◆ Reading passage ◆
┄┄┄┄┄┄

Skip to main content

A pure python vector store with hybrid search and metadata filtering.

Project description

SimpleVectorStore

License: MIT

A lightweight, in-memory Python library for managing and searching items containing vector embeddings, associated text, and metadata. Designed for simplicity and ease of use in scenarios where a full-featured vector database is overkill.

Overview

SimpleVectorStore provides a straightforward way to store, retrieve, update, and search data points that combine semantic meaning (via vectors) with textual content and structured metadata. It supports vector similarity search (cosine), basic lexical search, hybrid search combining both, and flexible metadata filtering. The entire store can be easily saved to and loaded from a JSON file.

Features

  • In-Memory: Fast access as all data resides in RAM.
  • Vector Similarity Search: Find items with similar vector embeddings using cosine similarity.
  • Lexical Search: Perform simple case-insensitive substring searches on item text.
  • Hybrid Search: Combine vector and lexical scores with adjustable weighting.
  • Metadata Filtering: Pre-filter search candidates based on metadata criteria (equality, ranges (gt, lt, gte, lte), list membership (in), containment (contains)).
  • CRUD Operations: Add, get, update (vector, text, metadata), and delete items easily.
  • Dimension Enforcement: Optionally enforce a consistent vector dimension across all items.
  • Persistence: Save the entire store state to a JSON file and load it back.
  • Simple API: Designed with ease of use in mind.

Installation

Currently, SimpleVectorStore is provided as a single Python class. To use it:

  1. Copy the simple_vector_store.py file (containing the SimpleVectorStore class definition) into your project directory.

┄┄┄┄┄┄

◆ Dataset ◆
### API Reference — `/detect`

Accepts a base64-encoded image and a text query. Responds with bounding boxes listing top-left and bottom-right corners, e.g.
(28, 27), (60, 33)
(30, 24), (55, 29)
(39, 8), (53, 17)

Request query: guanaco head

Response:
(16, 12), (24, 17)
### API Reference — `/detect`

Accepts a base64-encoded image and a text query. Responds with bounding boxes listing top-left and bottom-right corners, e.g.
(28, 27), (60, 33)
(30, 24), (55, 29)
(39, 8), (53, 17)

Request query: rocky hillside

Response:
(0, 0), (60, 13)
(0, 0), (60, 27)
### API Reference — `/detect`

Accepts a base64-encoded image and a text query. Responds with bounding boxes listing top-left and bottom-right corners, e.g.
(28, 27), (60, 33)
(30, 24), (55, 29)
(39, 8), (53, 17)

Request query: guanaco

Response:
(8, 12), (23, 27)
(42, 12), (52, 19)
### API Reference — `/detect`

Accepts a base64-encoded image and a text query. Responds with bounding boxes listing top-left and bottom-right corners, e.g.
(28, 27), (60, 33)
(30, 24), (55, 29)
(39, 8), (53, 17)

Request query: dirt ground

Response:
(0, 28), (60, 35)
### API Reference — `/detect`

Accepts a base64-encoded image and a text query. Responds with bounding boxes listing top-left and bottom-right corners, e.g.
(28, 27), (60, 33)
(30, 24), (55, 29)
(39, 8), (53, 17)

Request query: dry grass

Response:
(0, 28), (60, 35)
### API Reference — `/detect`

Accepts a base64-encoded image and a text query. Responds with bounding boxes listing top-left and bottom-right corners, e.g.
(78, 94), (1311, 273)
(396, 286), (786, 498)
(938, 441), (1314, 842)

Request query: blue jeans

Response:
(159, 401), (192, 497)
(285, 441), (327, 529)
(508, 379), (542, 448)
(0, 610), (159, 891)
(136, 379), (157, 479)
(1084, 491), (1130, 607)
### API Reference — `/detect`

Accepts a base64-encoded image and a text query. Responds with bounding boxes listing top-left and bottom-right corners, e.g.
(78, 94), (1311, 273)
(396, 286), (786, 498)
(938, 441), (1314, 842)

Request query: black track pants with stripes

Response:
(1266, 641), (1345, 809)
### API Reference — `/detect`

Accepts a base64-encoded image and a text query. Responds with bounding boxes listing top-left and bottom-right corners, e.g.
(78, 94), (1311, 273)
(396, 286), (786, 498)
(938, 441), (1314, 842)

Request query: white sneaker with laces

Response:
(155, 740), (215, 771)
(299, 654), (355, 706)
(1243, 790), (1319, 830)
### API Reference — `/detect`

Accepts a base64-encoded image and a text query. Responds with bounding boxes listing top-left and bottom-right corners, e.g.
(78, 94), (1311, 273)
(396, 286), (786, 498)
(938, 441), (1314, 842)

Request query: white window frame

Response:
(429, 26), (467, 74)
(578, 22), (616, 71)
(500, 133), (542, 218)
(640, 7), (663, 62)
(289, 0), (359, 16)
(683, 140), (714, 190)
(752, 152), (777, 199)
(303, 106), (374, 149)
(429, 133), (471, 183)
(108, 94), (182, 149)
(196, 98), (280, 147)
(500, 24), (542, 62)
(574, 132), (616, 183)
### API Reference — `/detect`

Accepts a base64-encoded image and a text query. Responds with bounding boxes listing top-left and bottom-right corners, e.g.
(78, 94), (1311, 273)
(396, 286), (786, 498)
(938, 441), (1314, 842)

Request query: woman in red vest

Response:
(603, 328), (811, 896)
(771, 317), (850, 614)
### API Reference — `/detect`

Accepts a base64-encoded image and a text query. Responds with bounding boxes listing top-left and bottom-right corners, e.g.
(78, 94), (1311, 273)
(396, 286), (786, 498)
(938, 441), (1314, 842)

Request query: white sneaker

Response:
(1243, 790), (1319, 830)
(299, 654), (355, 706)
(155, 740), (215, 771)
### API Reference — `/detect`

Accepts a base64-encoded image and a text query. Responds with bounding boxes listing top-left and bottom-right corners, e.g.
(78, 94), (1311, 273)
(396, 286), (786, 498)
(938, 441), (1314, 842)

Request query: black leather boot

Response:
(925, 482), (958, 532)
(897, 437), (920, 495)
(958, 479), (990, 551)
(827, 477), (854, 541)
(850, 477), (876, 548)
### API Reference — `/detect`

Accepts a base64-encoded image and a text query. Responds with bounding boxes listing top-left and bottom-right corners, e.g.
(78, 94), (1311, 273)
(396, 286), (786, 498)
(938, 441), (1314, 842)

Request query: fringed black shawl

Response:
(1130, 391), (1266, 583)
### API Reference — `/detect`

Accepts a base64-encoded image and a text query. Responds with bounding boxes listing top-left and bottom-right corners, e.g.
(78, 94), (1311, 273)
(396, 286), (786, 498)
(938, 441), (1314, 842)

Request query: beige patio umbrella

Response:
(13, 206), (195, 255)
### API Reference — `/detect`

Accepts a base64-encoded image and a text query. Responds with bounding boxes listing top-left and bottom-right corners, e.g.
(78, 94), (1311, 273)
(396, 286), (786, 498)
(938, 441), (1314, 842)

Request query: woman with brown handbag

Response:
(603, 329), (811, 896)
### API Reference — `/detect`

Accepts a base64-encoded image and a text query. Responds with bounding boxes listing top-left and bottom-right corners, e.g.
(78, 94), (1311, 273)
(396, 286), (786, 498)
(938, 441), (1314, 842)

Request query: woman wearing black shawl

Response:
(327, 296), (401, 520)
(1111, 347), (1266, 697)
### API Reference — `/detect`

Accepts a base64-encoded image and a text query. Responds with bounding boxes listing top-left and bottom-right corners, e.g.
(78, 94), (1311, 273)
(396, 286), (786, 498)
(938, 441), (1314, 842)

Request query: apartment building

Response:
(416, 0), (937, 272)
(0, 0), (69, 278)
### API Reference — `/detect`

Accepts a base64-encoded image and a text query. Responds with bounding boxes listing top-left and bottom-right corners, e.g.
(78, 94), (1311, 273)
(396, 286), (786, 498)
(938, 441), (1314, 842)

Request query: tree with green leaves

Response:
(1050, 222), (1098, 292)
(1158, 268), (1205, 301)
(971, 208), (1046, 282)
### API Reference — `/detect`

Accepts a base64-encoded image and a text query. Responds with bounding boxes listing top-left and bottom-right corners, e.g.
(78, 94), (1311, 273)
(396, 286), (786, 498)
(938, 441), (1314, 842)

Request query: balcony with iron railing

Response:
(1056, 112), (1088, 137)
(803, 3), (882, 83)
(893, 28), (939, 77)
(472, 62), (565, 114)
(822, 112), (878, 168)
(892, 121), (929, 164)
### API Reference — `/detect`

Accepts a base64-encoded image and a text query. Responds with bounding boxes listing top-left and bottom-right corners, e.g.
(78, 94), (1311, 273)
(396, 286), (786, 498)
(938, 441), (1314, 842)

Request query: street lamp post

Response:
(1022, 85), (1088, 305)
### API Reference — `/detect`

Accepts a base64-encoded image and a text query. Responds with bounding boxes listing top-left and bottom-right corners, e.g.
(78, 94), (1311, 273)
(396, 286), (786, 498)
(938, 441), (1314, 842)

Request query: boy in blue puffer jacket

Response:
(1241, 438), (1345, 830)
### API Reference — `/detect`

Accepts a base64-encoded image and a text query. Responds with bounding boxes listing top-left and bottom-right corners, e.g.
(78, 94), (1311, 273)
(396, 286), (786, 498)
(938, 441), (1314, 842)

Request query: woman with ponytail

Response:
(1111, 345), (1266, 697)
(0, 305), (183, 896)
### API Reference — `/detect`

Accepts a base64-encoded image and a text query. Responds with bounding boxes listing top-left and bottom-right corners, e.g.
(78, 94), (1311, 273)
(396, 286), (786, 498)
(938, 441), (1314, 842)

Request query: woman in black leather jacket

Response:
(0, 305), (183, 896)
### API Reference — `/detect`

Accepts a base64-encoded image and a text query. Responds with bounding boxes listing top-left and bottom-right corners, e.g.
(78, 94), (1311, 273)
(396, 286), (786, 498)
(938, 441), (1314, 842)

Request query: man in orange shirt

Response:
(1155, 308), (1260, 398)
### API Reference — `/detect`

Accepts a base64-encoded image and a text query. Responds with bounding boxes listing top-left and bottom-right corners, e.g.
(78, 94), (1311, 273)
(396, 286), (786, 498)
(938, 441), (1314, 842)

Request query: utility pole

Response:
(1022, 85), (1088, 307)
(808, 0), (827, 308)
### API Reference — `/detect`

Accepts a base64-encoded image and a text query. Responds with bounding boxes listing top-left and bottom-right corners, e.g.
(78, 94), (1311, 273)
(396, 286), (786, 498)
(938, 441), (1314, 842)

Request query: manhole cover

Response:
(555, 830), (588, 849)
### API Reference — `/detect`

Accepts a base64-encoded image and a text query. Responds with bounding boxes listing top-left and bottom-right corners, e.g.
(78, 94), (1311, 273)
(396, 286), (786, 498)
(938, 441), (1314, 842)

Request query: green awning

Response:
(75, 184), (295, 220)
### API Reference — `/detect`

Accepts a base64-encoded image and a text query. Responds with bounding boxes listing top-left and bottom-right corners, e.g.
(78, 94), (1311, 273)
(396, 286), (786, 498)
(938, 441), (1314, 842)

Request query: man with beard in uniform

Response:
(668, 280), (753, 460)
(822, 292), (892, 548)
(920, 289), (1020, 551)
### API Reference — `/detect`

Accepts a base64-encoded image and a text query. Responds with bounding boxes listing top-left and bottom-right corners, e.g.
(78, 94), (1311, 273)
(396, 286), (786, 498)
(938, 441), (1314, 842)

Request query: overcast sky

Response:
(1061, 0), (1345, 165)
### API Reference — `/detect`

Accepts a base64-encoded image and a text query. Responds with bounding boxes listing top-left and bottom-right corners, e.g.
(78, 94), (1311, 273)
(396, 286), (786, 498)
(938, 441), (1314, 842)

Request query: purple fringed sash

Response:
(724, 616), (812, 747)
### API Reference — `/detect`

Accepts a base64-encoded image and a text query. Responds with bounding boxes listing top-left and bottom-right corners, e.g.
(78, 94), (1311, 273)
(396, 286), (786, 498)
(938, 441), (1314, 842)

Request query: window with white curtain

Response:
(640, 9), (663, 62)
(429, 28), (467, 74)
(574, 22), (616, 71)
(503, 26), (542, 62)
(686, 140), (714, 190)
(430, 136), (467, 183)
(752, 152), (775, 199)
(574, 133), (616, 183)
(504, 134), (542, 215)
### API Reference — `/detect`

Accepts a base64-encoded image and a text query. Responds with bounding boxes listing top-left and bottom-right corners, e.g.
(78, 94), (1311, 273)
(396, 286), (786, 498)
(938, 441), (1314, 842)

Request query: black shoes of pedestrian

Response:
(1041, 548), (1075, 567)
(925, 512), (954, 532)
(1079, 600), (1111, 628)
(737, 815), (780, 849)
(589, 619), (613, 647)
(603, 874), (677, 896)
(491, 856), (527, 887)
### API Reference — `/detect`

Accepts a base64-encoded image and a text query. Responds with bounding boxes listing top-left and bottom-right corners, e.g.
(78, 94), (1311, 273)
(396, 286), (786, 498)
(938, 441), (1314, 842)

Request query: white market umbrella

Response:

┄┄┄┄┄┄

◆ What to work on ◆
Can you write what comes next in the SimpleVectorStore project description, picking up after its first installation step?

◆ Expected answer ◆
  2. Import the class into your script:
# Assuming simple_vector_store.py is in the same directory or your PYTHONPATH
from simple_vector_store import SimpleVectorStore
import numpy as np

Dependencies:

  • numpy: For numerical operations, especially vector handling. (pip install numpy)

Usage

Initialization

# Initialize with a specific vector dimension (recommended)
store = SimpleVectorStore(vector_dim=3)

# Or initialize without a dimension (it will be inferred from the first item)
# store = SimpleVectorStore()

Adding Items

# Add items with vectors, text, and metadata
id1 = store.add_item(
vector=np.array([0.1, 0.9, 0.0]),
text="Information about apples.",
metadata={"category": "fruit", "color": "red", "year": 2023, "tags": ["juicy", "sweet"]}
)

id2 = store.add_item(
vector=np.array([0.8, 0.1, 0.1]),
text="All about oranges.",
metadata={"category": "fruit", "color": "orange", "year": 2022},
item_id="citrus-001" # You can provide your own IDs
)

id3 = store.add_item(
vector=np.array([0.1, 0.1, 0.8]),
text="Introduction to Python programming.",
metadata={"category": "tech", "language": "python", "year": 2023, "tags": ["code", "beginner"]}
)

print(f"Store now contains {len(store)} items.")

Vector Search

Find items semantically similar to a query vector.

query_vec = np.array([0.2, 0.7, 0.1]) # Query vector somewhat similar to 'apples'

# Find the top 2 most similar items
results = store.search_vector(query_vec, k=2)
print("\nVector Search Results:")
for item_id, score in results:
print(f" ID: {item_id}, Score: {score:.4f}, Text: {store.get_item(item_id)['text']}")

Lexical Search

Find items containing specific keywords in their text.

query_text = "about"

# Find up to 3 items containing the word "about"
results = store.search_lexical(query_text, k=3)
print("\nLexical Search Results:")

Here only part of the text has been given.